▶ _Page extract_:
####################

UC Merced graduate  student Jane HyoJin Lee is studying what happens to cells when they’re exposed to an electric field, part of an effort to create more treatments for diseases such as cancer.
Her research, in conjunction with a graduate student and a professor at University of Southern California, is sponsored by UC Merced’s Center for Computational Biology . The interdisciplinary center uses computer models to expand biological understanding and is an example of the university’s commitment to addressing some of society’s pressing problems. The center also funds research that involves optical measurements with lasers and modeling biological networks.
Electricity causes cell membranes to open so they can better absorb chemicals, said Lee, who’s pursuing her Ph.D. in applied mathematics .
Lee, a research assistant for Assistant Professor Mayya Tokman , started on the project in the beginning of 2009. They run computer models and analyze the results to see how the technology can be used for the treatment of diseases. Lee is planning to use the research as the basis for her dissertation.
The energy opens up the membrane so the cell is more receptive to drugs, Tokman explained. Electricity can also be used to jolt diseased cells into destroying themselves so they don’t continue to reproduce. Patented electrical treatments are being tested to fight skin cancer, Tokman noted.
“It’s a powerful technique,” she said. “We’re still learning a lot.”

####################

▶ _Data section_:
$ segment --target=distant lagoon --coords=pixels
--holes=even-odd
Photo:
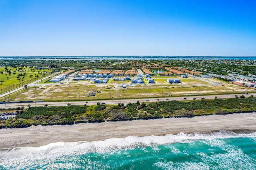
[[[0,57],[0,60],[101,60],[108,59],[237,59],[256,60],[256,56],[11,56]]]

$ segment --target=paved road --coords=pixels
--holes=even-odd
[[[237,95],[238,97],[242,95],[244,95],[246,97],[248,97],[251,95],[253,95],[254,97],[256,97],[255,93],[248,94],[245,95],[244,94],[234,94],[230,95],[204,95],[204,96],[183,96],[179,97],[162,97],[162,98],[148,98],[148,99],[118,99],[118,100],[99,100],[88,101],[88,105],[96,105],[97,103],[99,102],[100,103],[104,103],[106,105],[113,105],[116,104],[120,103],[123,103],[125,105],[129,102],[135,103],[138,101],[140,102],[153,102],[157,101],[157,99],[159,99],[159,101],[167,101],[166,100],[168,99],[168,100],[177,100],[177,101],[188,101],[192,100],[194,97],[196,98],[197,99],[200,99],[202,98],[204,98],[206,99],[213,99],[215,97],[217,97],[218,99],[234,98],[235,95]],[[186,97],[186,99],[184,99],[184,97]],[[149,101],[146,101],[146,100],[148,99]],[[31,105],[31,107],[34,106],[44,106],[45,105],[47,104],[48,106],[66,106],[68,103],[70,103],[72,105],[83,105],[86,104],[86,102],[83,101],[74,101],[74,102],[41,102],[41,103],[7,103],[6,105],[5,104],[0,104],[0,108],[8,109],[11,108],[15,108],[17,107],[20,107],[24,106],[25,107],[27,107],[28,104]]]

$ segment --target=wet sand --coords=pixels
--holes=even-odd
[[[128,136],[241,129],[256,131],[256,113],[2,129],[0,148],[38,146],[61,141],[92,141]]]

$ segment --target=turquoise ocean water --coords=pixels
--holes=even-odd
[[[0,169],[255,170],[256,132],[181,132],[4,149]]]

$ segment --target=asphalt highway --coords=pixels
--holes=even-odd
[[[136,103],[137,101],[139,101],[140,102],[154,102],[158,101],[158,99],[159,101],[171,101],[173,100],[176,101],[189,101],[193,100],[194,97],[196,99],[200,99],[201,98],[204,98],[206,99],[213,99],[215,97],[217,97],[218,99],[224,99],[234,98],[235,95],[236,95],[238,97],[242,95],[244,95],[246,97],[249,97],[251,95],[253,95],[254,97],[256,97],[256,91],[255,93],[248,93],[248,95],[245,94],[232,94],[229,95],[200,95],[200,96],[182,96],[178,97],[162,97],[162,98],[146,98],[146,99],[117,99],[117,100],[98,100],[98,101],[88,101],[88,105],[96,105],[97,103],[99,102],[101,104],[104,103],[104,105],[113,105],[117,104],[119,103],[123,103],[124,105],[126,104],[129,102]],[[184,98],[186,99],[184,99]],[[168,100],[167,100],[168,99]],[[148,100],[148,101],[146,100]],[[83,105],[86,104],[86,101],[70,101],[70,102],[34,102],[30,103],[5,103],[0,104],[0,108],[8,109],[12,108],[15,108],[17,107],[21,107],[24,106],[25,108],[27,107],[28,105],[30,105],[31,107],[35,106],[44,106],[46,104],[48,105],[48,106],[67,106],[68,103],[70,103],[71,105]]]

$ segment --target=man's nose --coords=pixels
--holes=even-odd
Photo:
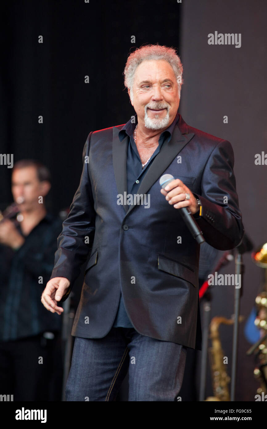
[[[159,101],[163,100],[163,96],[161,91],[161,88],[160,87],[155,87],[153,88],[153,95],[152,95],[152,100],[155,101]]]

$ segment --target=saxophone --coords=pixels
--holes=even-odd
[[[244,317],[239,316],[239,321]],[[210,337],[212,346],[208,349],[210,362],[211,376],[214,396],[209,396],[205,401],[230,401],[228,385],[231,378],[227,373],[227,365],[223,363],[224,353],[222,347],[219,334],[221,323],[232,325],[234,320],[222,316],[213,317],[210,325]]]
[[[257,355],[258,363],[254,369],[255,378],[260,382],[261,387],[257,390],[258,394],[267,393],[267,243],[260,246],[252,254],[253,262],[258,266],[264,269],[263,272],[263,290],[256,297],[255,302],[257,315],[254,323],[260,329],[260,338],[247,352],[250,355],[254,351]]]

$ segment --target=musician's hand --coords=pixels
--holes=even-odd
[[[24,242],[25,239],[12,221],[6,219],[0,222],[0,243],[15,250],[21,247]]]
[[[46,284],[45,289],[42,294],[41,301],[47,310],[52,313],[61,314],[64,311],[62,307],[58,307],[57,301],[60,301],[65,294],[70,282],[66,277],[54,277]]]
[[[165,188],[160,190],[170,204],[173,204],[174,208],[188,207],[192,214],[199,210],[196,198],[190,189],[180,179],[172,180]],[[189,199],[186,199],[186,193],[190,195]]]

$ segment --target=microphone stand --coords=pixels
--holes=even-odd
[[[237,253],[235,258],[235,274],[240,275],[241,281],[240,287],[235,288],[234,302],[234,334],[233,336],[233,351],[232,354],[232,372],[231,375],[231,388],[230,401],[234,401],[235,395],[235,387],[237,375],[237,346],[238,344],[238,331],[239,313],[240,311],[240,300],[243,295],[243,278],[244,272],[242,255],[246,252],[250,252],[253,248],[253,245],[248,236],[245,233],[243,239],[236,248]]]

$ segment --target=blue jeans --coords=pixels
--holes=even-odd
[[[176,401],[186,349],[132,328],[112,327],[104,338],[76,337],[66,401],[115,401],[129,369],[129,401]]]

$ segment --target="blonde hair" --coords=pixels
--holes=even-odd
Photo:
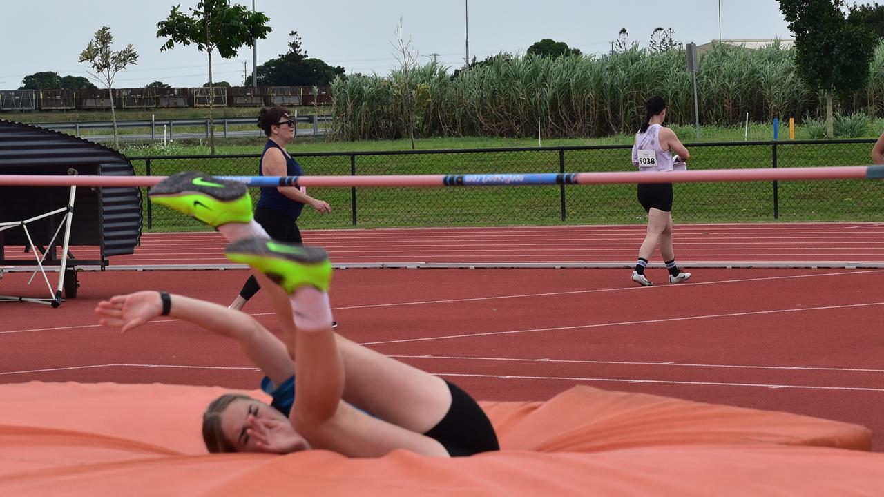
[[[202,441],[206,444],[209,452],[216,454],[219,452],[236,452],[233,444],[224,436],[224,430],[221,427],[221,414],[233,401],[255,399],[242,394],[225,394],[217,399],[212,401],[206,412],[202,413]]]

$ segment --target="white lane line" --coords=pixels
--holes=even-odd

####################

▶ _Activity 1_: In the article on Jane HyoJin Lee's cell research, rewrite the passage from "UC Merced graduate" to "modeling biological networks.", swapping "UC Merced" for "University of California, Merced".
▶ _Activity 2_: According to the article on Jane HyoJin Lee's cell research, why does exposing a cell to electricity make it more receptive to drugs?
▶ _Activity 3_: Extend the article on Jane HyoJin Lee's cell research, picking up after its last sentence.
The listing above comes from a source unrelated to the article.

▶ _Reply 1_:
University of California, Merced graduate  student Jane HyoJin Lee is studying what happens to cells when they’re exposed to an electric field, part of an effort to create more treatments for diseases such as cancer.
Her research, in conjunction with a graduate student and a professor at University of Southern California, is sponsored by University of California, Merced’s Center for Computational Biology . The interdisciplinary center uses computer models to expand biological understanding and is an example of the university’s commitment to addressing some of society’s pressing problems. The center also funds research that involves optical measurements with lasers and modeling biological networks.

▶ _Reply 2_: Electricity causes the cell membrane to open, so the cell can better absorb chemicals.

▶ _Reply 3_:
The team in Southern California runs tests on cell samples and also does some computer simulations. The focus of Tokman and Lee’s research is modeling the different ways cells will respond to electricity and to learn more about why cells react the way they do.
Originally from Korea, Lee did her undergraduate work in applied math and physics at the University of Auckland in New Zealand. She met Tokman at a conference, a connection that led her to UC Merced. She said she’s been rapidly expanding her biological knowledge and can easily get questions answered by professors when she’s stuck on something.
Using her applied math in biology has been rewarding because it’s more hands-on, Lee said.
“So far, I love it,” Lee said. “It's very exciting. It's a great opportunity to work on real-life application.”
Lee will be presenting a poster about the research in February at the Biophysical Society’s annual meeting in San Francisco.